— GIVEN PROBLEM —
Identify every line in the entries below that contains the word "rock" and copy each one. Case counts.

───── INPUT MATERIAL ─────

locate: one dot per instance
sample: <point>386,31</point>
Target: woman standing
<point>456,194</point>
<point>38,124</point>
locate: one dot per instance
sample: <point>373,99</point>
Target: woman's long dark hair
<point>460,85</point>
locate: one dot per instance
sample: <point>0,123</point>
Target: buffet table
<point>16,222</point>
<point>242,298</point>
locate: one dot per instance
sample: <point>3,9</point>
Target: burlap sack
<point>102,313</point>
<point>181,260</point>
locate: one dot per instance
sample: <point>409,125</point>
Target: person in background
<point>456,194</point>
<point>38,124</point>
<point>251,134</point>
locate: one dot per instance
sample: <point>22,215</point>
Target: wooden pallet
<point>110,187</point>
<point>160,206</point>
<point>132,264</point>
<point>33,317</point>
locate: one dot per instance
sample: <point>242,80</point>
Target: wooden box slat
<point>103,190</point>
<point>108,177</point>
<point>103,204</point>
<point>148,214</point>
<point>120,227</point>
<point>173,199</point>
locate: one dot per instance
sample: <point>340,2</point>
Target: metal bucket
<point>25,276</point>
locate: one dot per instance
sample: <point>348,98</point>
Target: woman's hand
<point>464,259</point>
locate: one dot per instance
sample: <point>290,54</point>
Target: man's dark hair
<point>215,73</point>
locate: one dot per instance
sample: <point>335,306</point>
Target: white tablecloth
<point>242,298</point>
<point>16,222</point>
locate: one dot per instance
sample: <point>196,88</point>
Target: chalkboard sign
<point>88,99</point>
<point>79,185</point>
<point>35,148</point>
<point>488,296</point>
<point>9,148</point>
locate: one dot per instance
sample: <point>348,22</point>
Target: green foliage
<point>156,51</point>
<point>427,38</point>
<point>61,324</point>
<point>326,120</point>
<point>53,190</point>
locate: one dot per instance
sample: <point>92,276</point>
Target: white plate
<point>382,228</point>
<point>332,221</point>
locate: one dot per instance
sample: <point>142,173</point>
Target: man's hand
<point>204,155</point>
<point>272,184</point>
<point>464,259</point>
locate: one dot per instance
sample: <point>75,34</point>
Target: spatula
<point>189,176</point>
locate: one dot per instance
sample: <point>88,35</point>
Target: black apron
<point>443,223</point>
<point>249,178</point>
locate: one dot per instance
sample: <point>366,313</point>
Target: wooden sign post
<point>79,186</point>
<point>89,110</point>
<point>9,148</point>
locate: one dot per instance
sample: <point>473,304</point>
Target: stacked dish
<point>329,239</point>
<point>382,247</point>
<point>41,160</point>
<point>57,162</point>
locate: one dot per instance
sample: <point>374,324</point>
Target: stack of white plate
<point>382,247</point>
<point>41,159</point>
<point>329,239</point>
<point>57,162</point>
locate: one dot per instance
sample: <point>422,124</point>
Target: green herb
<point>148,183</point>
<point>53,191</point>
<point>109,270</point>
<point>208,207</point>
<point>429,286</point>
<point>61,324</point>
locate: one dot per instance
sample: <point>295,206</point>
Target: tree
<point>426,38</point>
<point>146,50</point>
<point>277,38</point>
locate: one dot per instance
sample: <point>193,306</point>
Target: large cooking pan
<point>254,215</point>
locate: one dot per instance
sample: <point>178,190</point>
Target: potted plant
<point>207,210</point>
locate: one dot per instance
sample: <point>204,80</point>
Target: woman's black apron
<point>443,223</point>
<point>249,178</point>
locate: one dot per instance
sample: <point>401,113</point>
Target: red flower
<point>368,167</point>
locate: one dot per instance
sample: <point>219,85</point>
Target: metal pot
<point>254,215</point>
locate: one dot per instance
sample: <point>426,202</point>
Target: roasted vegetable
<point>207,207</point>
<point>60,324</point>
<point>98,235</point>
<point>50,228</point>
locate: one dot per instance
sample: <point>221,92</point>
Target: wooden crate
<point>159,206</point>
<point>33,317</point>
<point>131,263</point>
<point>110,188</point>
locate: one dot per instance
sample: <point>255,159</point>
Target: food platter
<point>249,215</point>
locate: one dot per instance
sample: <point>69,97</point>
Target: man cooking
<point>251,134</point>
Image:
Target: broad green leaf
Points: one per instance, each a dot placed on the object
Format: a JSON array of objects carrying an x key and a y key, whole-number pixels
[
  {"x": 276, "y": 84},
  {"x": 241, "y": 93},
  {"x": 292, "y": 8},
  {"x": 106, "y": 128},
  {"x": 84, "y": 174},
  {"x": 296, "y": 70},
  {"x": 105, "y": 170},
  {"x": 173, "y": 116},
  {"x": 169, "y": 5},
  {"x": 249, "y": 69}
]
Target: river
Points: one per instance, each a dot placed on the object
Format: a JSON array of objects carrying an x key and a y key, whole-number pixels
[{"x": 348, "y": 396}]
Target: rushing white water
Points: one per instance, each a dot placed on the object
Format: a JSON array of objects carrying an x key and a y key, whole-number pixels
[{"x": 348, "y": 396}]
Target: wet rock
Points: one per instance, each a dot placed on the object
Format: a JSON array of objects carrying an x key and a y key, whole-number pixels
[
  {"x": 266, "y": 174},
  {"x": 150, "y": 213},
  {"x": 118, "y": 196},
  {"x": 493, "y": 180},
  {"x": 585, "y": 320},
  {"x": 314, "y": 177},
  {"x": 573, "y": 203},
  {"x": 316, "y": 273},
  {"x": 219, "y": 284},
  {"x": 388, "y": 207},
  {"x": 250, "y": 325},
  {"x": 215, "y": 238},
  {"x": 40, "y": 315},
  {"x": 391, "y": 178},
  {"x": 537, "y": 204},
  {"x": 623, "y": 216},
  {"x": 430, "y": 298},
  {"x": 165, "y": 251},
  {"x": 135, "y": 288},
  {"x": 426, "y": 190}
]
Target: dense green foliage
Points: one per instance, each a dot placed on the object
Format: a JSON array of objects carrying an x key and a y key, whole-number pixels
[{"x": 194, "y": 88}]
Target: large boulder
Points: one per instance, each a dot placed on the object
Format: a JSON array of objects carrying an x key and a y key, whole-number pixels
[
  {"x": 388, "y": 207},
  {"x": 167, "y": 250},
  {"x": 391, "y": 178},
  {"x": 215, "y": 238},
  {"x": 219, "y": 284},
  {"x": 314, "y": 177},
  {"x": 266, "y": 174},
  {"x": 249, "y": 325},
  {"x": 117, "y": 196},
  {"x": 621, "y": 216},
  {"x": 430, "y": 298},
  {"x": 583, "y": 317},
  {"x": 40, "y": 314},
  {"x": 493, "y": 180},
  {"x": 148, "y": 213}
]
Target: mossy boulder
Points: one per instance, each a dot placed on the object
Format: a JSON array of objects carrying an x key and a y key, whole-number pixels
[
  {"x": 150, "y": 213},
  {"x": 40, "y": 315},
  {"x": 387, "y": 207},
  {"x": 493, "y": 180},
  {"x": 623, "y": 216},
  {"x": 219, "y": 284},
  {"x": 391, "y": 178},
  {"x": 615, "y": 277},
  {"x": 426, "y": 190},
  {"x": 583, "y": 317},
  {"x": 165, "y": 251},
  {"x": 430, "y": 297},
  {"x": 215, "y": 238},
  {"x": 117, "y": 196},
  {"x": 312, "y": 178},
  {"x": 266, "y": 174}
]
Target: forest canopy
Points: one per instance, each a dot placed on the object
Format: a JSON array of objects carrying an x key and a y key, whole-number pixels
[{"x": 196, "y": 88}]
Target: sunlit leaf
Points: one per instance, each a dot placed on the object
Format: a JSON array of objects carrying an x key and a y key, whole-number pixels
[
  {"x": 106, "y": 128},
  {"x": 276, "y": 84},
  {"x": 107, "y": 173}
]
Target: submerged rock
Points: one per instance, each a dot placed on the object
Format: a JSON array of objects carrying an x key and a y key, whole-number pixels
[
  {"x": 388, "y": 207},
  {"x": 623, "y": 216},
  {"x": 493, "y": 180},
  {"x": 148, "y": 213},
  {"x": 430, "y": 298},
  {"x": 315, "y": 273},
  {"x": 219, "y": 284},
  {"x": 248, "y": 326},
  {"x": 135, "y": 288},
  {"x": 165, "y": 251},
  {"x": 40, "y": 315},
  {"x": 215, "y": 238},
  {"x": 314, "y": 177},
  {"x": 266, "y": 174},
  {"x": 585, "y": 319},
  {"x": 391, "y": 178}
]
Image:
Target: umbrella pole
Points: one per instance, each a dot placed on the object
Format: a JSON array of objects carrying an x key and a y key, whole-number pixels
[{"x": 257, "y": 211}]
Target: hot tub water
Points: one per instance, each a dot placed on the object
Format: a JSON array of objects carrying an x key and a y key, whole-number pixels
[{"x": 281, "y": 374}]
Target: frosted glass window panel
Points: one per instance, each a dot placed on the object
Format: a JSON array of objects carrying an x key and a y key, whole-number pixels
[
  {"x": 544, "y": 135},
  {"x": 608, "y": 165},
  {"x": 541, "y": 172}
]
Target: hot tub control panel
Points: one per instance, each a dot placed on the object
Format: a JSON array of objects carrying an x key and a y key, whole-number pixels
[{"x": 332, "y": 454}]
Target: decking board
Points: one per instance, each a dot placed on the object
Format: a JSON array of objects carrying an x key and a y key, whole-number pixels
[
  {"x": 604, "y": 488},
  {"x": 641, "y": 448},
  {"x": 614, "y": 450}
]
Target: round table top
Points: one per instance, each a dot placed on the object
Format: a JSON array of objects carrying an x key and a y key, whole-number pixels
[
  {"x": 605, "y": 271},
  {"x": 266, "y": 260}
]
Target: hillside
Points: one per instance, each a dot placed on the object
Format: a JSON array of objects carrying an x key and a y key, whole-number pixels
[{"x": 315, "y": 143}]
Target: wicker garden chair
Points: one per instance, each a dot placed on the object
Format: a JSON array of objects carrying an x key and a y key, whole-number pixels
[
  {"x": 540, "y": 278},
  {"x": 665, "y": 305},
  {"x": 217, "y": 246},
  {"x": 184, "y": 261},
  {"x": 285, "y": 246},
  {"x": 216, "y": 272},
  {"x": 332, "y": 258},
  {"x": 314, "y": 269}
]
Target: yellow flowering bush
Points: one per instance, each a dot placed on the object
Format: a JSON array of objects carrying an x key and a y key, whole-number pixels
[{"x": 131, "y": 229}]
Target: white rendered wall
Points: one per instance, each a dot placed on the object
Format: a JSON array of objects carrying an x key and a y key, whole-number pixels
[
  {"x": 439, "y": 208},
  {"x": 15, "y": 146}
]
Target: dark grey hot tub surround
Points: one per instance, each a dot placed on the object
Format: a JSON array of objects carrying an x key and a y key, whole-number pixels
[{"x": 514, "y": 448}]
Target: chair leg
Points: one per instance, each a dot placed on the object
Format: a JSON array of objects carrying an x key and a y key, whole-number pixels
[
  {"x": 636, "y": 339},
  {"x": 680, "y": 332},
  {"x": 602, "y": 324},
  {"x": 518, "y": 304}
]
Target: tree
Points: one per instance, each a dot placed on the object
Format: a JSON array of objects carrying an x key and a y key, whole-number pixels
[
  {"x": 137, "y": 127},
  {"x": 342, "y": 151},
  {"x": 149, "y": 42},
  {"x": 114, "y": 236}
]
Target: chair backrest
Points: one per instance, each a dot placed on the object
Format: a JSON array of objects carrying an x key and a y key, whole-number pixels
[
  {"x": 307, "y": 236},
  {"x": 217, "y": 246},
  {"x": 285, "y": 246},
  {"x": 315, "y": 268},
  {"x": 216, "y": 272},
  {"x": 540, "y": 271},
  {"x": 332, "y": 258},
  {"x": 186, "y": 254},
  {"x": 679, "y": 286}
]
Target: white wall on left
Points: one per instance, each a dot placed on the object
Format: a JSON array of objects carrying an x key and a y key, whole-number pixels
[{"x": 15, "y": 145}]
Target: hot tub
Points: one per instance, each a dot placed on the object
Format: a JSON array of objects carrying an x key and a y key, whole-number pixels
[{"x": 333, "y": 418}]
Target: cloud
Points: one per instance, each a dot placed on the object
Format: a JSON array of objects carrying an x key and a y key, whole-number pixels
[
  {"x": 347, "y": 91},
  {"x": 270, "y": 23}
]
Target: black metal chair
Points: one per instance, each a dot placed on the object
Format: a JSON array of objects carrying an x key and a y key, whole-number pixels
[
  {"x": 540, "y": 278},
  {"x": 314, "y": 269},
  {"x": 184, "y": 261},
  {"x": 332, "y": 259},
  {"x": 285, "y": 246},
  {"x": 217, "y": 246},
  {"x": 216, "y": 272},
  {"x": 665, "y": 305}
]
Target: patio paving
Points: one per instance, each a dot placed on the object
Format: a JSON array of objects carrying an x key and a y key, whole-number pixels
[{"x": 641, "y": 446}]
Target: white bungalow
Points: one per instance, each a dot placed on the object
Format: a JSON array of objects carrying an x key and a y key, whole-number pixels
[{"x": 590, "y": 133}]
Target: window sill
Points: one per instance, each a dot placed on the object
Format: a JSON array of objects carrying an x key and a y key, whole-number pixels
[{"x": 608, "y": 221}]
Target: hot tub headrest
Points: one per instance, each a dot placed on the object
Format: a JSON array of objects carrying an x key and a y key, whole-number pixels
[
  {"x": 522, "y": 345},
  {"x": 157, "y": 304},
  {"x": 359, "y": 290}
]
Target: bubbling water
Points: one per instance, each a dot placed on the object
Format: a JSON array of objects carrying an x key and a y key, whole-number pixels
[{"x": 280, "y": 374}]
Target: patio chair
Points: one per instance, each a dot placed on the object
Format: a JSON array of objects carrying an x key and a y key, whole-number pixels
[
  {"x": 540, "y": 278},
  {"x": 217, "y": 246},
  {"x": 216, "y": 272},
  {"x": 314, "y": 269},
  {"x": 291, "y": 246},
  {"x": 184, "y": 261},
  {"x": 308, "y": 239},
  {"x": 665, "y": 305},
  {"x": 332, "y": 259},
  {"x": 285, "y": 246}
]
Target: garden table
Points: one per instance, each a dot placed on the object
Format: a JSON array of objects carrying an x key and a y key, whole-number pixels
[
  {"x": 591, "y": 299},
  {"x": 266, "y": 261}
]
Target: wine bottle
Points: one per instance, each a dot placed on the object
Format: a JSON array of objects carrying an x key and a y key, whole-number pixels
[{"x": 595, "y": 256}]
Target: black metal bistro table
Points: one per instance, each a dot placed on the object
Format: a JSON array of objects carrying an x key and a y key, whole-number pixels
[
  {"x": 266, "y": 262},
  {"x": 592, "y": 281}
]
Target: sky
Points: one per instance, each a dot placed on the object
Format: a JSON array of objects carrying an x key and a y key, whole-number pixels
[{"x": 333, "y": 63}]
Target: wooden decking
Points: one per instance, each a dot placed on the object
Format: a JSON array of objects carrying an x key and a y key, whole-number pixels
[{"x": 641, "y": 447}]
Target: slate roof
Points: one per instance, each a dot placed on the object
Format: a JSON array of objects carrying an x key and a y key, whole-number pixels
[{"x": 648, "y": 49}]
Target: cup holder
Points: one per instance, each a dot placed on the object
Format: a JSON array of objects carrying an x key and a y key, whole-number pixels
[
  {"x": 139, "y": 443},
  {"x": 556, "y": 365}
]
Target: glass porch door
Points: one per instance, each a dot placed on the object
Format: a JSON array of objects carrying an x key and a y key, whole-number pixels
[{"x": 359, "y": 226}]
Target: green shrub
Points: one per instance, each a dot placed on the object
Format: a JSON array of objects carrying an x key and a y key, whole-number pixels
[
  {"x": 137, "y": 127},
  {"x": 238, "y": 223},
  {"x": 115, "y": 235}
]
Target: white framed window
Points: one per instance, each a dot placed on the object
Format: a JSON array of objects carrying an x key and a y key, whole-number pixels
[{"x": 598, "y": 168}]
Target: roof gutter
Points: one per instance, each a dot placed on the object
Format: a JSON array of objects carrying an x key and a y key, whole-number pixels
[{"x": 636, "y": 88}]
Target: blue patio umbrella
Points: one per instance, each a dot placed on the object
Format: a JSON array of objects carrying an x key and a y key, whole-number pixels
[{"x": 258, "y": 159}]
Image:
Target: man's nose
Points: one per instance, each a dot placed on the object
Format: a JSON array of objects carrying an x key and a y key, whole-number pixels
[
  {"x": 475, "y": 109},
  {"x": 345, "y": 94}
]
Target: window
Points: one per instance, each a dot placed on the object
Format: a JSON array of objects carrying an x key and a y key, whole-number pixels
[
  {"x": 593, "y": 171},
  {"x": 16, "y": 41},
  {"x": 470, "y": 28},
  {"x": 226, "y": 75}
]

─────

— RESULT BELOW —
Target: wet rock
Target: submerged rock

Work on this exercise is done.